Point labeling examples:
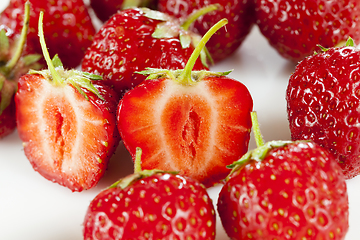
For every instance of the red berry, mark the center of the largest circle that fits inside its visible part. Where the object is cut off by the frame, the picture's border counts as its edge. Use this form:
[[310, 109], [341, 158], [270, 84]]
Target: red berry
[[67, 26], [125, 45], [295, 27], [13, 64], [323, 102], [104, 9], [286, 191], [225, 42], [67, 124], [160, 206]]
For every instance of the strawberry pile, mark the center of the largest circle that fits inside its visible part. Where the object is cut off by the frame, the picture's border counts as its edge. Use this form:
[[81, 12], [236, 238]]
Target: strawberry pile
[[145, 81]]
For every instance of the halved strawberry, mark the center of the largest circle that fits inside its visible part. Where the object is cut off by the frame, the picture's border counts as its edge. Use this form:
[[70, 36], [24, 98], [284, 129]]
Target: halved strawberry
[[195, 122], [66, 123], [151, 204]]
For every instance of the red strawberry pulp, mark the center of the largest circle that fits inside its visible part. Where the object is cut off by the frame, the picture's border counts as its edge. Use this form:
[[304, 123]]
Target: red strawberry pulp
[[61, 132]]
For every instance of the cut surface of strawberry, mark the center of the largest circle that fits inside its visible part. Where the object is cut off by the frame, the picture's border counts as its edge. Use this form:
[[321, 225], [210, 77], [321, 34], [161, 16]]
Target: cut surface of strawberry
[[197, 129]]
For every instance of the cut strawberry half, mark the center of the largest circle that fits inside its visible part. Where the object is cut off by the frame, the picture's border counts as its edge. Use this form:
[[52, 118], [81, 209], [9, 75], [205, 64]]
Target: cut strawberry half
[[196, 122], [66, 123]]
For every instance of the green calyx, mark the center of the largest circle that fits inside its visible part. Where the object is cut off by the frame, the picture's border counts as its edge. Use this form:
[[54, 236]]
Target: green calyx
[[138, 173], [61, 77], [258, 154], [12, 62], [169, 29], [186, 76]]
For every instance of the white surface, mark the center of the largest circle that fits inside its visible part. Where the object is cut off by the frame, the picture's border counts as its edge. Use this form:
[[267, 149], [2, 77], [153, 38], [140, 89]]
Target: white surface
[[36, 209]]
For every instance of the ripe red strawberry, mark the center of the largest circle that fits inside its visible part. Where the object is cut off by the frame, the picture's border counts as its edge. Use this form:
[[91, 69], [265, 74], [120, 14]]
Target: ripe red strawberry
[[104, 9], [323, 101], [285, 190], [66, 123], [196, 122], [151, 205], [225, 42], [133, 40], [12, 65], [294, 28], [68, 27]]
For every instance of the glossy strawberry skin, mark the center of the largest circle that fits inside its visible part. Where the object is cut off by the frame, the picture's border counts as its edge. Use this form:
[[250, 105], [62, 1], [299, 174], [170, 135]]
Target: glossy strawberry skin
[[225, 42], [124, 45], [162, 206], [104, 9], [67, 27], [296, 192], [322, 104], [201, 128], [67, 139], [294, 28]]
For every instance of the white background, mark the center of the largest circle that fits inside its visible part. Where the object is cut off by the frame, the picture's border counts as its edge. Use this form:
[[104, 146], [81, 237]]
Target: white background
[[36, 209]]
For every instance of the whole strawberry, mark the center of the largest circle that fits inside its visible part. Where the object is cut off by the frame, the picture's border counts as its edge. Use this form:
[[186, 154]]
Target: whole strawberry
[[195, 122], [13, 64], [135, 39], [68, 28], [323, 101], [225, 42], [151, 205], [104, 9], [294, 28], [285, 190], [67, 123]]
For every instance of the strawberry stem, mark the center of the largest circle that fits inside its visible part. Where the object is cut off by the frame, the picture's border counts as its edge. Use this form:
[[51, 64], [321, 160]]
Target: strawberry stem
[[20, 46], [55, 76], [195, 15], [185, 77], [137, 167], [256, 128]]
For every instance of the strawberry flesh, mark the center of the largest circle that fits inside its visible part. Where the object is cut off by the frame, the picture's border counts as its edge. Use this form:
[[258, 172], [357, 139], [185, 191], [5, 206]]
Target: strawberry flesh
[[66, 138], [197, 130]]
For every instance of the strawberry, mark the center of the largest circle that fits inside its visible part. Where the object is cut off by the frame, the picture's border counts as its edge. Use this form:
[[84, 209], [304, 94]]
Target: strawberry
[[12, 65], [104, 9], [133, 40], [295, 27], [322, 104], [285, 190], [225, 42], [66, 123], [196, 122], [68, 27], [151, 205]]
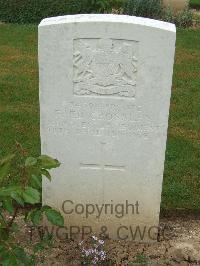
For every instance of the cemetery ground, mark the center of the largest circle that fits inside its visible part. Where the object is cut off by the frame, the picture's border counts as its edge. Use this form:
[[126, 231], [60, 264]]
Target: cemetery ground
[[19, 120]]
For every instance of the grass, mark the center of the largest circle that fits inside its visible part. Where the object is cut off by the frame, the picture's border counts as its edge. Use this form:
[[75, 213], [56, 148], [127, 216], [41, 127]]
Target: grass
[[195, 4], [19, 109]]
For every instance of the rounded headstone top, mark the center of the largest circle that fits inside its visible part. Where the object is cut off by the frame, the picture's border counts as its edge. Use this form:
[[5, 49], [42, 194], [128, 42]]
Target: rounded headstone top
[[81, 18]]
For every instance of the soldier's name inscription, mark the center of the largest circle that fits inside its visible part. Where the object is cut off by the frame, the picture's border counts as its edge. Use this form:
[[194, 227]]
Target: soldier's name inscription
[[105, 67], [102, 119]]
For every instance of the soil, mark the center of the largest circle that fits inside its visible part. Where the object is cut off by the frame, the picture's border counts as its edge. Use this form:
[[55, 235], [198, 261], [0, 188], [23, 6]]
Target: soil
[[179, 246]]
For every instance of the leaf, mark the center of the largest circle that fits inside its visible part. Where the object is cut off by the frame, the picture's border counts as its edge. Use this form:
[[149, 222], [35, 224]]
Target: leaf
[[36, 216], [8, 259], [30, 161], [8, 205], [5, 166], [54, 217], [47, 162], [36, 181], [18, 198], [6, 192], [15, 227], [4, 235], [31, 195], [46, 173], [45, 207], [21, 255]]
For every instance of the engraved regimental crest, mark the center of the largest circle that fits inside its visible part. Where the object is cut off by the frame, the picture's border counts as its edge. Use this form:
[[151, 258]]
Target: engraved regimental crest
[[105, 67]]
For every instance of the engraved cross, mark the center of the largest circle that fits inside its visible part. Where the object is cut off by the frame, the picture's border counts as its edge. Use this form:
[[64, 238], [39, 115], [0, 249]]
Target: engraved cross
[[102, 165]]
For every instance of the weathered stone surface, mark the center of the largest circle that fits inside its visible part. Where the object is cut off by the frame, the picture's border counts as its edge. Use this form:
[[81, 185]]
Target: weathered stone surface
[[105, 85]]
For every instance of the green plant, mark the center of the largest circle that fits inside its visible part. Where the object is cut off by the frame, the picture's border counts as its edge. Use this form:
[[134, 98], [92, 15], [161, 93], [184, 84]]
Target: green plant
[[143, 8], [92, 251], [194, 4], [27, 192], [184, 19]]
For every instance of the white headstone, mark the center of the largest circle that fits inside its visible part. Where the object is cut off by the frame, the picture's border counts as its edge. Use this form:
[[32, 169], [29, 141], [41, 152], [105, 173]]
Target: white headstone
[[105, 85]]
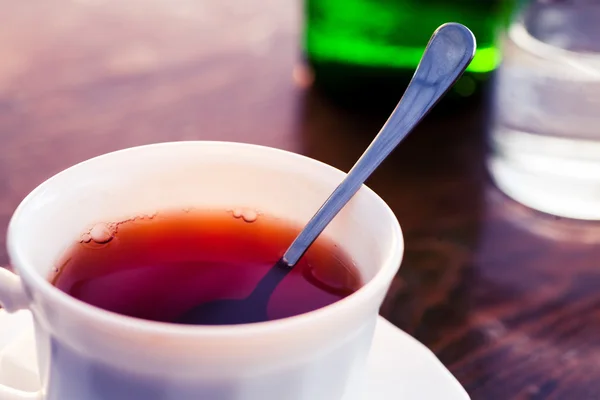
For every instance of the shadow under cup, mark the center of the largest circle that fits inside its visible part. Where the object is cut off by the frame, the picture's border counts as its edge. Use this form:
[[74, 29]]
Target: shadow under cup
[[86, 352]]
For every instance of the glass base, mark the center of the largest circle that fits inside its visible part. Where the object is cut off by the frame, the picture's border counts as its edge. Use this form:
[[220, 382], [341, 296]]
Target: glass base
[[558, 176]]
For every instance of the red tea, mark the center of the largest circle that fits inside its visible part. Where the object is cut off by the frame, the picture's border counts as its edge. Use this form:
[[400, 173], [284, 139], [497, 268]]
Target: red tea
[[160, 267]]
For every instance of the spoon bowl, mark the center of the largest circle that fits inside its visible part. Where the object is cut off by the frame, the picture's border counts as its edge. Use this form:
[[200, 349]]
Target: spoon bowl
[[447, 55]]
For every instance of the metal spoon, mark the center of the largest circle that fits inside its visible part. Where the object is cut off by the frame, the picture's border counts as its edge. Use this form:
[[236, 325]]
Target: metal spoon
[[447, 55]]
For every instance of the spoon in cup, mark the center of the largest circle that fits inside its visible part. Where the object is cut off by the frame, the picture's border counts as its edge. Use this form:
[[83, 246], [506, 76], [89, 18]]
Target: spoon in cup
[[447, 55]]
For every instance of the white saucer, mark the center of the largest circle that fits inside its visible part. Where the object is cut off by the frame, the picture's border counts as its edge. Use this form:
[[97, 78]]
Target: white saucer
[[399, 366]]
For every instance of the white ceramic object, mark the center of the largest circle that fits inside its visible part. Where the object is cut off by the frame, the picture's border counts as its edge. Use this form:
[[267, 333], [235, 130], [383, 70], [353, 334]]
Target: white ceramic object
[[87, 353], [399, 367]]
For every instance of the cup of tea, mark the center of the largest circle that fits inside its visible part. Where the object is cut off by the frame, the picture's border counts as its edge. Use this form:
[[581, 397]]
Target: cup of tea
[[110, 253]]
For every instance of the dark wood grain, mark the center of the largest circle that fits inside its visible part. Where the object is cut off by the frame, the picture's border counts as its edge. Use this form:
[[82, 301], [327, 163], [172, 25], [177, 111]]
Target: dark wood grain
[[508, 298]]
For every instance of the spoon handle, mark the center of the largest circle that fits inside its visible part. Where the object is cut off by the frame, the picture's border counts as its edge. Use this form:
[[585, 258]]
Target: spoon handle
[[447, 55]]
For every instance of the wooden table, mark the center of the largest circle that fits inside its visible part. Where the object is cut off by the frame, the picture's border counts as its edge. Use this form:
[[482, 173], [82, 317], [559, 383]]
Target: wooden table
[[507, 298]]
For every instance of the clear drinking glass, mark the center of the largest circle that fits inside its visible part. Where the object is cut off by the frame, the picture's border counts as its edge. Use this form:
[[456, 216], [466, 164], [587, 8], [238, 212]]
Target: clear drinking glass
[[545, 134]]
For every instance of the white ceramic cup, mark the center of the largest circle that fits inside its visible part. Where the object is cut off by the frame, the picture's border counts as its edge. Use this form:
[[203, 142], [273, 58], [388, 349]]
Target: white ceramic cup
[[86, 353]]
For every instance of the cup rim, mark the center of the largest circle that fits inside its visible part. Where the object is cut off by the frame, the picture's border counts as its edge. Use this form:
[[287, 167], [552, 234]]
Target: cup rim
[[27, 272]]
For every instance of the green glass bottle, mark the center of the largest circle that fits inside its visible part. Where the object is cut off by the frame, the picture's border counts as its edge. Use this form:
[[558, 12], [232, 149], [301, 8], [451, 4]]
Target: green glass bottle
[[358, 49]]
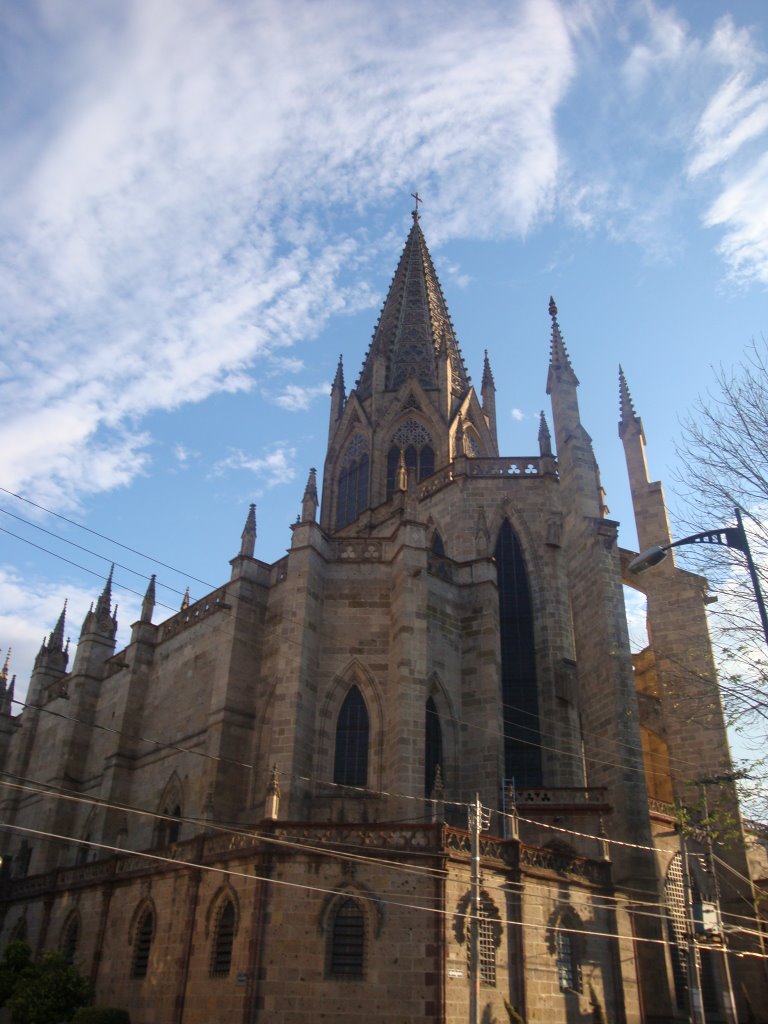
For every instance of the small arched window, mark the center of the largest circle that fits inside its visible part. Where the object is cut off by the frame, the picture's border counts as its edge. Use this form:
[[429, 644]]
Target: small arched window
[[350, 762], [70, 938], [142, 944], [351, 495], [568, 968], [432, 747], [223, 938], [414, 442], [348, 940]]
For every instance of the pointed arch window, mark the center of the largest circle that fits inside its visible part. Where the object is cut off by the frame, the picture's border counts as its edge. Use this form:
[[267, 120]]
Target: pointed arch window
[[142, 944], [432, 747], [414, 442], [70, 938], [223, 939], [348, 940], [519, 687], [566, 962], [352, 728], [351, 496]]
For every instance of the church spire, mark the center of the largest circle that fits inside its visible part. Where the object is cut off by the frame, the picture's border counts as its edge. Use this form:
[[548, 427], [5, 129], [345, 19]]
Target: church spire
[[411, 328], [545, 438], [147, 605], [248, 537], [560, 369], [309, 502], [628, 416]]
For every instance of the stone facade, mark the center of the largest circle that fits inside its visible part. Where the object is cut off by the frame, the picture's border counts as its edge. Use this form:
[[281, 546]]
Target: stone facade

Your objective:
Quote exactly, and only, the lines from the line containing "For every instance of the cup rim, mark" through the final line of the records above, both included, omitting any pictures.

Written reply:
For every instance of the cup rim, mark the center of the largest circle that fits inside its visible part. Where the object is cut off by the frame, the picture's border counts as its edge. Use this form:
[[287, 167], [552, 234]]
Target: cup rim
[[27, 272]]
For every instance of the green glass bottle, mark the center of the largest circle that fits inside its visible part. Where the object is cut off by the frame, the picture's border counts as its edge. Use this form:
[[558, 12], [232, 149], [301, 8], [451, 4]]
Target: green glass bottle
[[358, 49]]
For every instance of the small arched window, mark the center of the largest circle that fits inside its visible part. Where the object is cut off by the frame, the picture's border counts as its edge. Use this form:
[[429, 644]]
Target: small arched window
[[350, 762], [70, 938], [142, 944], [351, 495], [568, 968], [432, 747], [223, 938], [414, 442], [348, 940]]
For every instance of the pointed arch window, mark the center of the largest circle that fits inside its visible part. Where the object is cut off by the frame, the picture's border counts as its edge. Use this form:
[[267, 120]]
Target: pointed arch window
[[142, 944], [432, 747], [414, 442], [70, 938], [223, 939], [348, 940], [519, 687], [566, 962], [352, 728], [351, 496]]
For every instance of the church spire, mark the center of the largest circle that fits inside its visible part. Where the object is cut off by the frame, the picture's border counts as its edge. Use this form:
[[548, 427], [5, 129], [345, 19]]
Target: church spire
[[411, 328], [545, 438], [147, 605], [248, 537], [560, 369], [309, 502], [628, 416]]
For every instance of the stone facade, mark the center of the largest circle that fits inside its visible part. Where the object is cut off by the frame, the picture's border counts as its edge. Use this form:
[[281, 546]]
Target: stone facade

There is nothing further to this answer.